This Small Italian Landlord is Still Struggling Amid the Pandemic

Inheriting the earth has been near impossible for father-and-spirit property owners

Photo taken in Vatican City, Vatican
Vera Yaromava / EyeEm/EyeEm/Getty Images
LEVITICUS 25:23

The Roman Curia has acted in the Pope’s name for the greater good of humankind — blessing the poor, comforting those who mourn, ensuring that the meek inherit the earth, etc. — for at least 932 years, since it was first mentioned in a document during the papacy of Pope Urban II, no relation to Keith, in 1089.

But the members of the Catholic Church’s central governing body get no respite from that stress when they go home after a long day of upholding the Church’s spotless moral reputation. That is because they are also landlords who own over 5,000 church and investment properties, according to a recent financial report from a subsidiary of the Curia called the Administration of the Patrimony of the Holy Sea (APSA). And for the past year, conflicts with tenants and international law have poisoned the atmosphere of God’s houses.

(What the exercise asks):
Output the part of the article on the Roman Curia as landlord starting with "But the members" and going on through "of God’s houses.", copied word for word. Rely on the article alone.

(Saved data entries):
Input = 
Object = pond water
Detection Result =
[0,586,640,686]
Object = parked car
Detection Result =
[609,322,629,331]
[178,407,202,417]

(Reply):
But the members of the Catholic Church’s central governing body get no respite from that stress when they go home after a long day of upholding the Church’s spotless moral reputation. That is because they are also landlords who own over 5,000 church and investment properties, according to a recent financial report from a subsidiary of the Curia called the Administration of the Patrimony of the Holy Sea (APSA). And for the past year, conflicts with tenants and international law have poisoned the atmosphere of God’s houses.